**QUOTED PASSAGE:**
# # # # #

So, how are you dealing with this unrelenting stream of shit? My Twitter stream has almost ceased to mention anything if it’s not related to coronavirus, social isolation, lots and lots of dead people, crap policing and clapping for the NHS. Last weekend, there was a brief break in the Twitter weather and there was a lot of silliness, #Caturday posts, hashtag games and all sorts of other nonsense but that seems to have passed and we’re now back to Angry Twitter and nothing does anger quite as unremittingly as Twitter after a couple of weeks of confinement.

Anger can be a useful emotion. It can be a driver for necessary change, and God knows we need that. The thing is I don’t have room for anger right now, I’m too busy dealing with fear and trying to avoid despair. I saw a couple of posts yesterday, this one from Siena Rodgers:

…and another from Carole Cadwallader:

…and to be honest, I don’t find either of them helpful right now. The former implies that anyone who doesn’t feel the same as she does just doesn’t understand what is going on or is somehow a moral failure. The latter thinks we’re just lazy.

We’re not. For the most part, we’re terrified, or we’re anxious for the safety of ourselves, our friends and family, or we’re confused or we’re just fed up because we’ve been stuck indoors for what feels like months when spring has finally decided to show up. It’s a really bad idea at the best of times to tell people how to feel, or to dismiss someone who doesn’t feel the same way as you do as lazy or inattentive.

# # # # #

**GOAL OF THE EXERCISE:**
Copy out the stretch of the piece on Twitter anger during lockdown from "So, how are" through "weeks of confinement.". The items are not needed for any of this.

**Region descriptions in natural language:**
# # # # #

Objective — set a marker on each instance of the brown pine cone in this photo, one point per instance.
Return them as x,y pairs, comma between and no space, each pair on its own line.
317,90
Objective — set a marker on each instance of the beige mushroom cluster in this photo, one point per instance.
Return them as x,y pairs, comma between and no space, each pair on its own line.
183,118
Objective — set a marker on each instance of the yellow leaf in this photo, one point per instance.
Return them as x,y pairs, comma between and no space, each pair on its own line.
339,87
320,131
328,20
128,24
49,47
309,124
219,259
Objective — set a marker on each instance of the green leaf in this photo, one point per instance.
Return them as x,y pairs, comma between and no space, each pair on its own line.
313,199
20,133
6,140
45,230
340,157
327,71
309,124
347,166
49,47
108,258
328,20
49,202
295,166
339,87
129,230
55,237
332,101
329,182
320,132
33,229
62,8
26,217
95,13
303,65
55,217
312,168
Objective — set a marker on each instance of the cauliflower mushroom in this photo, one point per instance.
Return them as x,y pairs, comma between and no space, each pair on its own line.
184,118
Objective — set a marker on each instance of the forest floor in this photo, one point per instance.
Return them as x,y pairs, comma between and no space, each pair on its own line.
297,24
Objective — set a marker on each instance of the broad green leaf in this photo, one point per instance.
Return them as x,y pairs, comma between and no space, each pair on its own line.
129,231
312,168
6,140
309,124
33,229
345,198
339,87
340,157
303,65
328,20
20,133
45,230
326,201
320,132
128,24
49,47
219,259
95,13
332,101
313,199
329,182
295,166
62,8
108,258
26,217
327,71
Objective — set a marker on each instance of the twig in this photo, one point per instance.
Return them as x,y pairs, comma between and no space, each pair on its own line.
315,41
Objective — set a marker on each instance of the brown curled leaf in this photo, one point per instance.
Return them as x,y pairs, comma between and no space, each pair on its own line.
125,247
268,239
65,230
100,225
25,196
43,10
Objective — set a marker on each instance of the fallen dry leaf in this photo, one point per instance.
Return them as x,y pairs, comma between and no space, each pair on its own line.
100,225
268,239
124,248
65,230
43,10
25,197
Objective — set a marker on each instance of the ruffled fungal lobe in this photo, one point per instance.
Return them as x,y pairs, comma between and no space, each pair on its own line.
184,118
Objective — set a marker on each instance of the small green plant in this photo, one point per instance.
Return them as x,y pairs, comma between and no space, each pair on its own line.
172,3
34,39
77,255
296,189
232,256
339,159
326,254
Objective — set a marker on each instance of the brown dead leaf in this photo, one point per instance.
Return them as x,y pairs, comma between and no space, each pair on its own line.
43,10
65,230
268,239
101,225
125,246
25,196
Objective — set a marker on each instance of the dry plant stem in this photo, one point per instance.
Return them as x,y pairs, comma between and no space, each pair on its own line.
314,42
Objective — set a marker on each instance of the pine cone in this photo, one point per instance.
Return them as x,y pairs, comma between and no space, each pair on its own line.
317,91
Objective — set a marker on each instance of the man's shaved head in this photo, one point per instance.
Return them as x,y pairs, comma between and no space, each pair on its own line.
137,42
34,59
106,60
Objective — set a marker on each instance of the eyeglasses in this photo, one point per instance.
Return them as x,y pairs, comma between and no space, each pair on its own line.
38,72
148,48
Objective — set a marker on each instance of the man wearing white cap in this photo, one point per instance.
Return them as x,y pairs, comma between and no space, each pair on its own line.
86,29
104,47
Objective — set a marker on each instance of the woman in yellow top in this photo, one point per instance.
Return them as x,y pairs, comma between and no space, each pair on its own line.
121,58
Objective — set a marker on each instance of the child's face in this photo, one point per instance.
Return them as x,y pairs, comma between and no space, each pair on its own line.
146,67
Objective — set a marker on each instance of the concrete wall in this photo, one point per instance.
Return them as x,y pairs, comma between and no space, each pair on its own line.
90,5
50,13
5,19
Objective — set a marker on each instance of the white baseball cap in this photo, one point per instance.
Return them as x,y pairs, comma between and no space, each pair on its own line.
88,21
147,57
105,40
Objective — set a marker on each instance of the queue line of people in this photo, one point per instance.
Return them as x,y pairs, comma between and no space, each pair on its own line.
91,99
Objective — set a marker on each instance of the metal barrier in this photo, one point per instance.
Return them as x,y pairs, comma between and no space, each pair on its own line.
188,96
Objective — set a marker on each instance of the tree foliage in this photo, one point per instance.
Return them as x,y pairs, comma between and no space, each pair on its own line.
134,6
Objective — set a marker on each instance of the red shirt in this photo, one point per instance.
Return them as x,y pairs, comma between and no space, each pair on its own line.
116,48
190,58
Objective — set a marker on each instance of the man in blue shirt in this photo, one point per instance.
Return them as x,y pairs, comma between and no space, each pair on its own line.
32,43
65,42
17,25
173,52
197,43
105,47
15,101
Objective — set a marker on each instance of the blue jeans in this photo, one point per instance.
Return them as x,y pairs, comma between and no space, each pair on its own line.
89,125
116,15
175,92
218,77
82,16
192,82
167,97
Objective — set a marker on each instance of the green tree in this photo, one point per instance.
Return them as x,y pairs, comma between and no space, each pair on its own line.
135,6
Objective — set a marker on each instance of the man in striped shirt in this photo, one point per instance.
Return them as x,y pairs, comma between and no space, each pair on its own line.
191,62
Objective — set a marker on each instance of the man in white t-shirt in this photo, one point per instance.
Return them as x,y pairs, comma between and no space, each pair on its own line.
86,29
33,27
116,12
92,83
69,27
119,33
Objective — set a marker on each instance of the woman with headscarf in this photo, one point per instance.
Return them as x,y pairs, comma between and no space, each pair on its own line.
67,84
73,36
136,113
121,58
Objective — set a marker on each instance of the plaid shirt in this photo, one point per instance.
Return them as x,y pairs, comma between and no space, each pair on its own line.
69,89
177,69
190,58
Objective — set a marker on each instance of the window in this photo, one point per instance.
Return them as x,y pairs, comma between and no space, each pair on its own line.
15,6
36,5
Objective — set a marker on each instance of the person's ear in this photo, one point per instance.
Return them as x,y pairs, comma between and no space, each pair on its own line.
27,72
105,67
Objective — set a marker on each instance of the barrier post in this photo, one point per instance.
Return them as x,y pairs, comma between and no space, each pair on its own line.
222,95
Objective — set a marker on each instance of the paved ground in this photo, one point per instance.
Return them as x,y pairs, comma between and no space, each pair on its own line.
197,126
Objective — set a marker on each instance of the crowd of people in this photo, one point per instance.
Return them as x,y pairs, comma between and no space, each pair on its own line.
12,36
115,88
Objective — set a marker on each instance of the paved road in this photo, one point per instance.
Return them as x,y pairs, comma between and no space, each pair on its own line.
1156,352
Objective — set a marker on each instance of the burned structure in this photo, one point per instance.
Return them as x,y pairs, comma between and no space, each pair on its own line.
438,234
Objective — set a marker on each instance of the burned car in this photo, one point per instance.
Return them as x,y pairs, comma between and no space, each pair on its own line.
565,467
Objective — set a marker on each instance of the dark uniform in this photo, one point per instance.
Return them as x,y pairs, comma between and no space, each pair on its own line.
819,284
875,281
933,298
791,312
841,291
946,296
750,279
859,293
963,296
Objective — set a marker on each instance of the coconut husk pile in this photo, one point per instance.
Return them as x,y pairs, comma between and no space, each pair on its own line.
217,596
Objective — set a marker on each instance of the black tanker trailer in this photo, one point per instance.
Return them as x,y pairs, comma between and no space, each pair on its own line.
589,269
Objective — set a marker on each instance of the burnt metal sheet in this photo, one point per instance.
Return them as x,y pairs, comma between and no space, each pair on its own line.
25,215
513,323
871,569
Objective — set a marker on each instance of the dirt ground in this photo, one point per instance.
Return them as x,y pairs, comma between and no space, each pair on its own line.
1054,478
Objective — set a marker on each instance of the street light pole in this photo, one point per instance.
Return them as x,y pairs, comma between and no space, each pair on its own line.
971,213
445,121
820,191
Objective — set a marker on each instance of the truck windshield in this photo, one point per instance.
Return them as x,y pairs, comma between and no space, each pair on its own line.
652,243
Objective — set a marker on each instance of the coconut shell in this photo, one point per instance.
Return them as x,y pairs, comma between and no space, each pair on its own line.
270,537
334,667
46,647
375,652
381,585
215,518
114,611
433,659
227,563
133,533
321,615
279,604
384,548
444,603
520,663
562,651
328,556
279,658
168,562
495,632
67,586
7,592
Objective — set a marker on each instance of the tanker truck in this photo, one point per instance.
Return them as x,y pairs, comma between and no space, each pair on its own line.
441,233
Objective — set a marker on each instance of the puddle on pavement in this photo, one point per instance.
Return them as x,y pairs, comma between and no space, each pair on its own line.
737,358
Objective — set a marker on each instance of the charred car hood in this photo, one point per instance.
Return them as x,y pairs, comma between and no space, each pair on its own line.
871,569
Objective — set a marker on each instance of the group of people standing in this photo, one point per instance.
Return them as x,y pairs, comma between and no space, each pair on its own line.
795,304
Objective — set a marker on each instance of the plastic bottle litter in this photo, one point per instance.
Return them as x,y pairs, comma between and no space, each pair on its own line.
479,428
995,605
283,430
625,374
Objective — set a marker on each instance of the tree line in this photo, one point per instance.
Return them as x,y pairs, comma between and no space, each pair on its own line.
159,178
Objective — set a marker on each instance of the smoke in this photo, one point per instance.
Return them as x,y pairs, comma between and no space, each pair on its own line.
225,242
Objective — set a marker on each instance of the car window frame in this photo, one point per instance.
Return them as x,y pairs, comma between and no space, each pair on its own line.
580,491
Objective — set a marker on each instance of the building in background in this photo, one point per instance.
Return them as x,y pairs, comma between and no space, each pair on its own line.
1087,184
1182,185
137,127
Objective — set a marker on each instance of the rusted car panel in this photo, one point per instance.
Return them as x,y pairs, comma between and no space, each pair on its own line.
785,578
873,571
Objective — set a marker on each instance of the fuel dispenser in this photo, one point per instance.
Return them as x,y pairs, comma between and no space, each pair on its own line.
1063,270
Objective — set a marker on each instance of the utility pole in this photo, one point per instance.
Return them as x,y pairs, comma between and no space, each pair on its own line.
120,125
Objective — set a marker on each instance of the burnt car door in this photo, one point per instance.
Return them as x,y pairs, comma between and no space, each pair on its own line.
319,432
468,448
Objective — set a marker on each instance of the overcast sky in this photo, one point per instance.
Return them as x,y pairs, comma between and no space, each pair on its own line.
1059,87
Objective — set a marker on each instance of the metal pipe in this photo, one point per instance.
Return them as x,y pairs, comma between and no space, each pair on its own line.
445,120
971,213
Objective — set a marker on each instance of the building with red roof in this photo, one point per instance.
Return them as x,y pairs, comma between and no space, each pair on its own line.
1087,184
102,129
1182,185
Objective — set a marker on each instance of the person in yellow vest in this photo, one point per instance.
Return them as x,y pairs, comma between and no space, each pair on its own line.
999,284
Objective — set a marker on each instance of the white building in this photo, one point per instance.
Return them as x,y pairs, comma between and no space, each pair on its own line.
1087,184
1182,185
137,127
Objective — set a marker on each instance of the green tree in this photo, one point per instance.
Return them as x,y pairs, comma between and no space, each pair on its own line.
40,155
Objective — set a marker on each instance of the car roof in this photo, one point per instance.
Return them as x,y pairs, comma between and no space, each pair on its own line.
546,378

# # # # #

**RESULT OF THE EXERCISE:**
So, how are you dealing with this unrelenting stream of shit? My Twitter stream has almost ceased to mention anything if it’s not related to coronavirus, social isolation, lots and lots of dead people, crap policing and clapping for the NHS. Last weekend, there was a brief break in the Twitter weather and there was a lot of silliness, #Caturday posts, hashtag games and all sorts of other nonsense but that seems to have passed and we’re now back to Angry Twitter and nothing does anger quite as unremittingly as Twitter after a couple of weeks of confinement.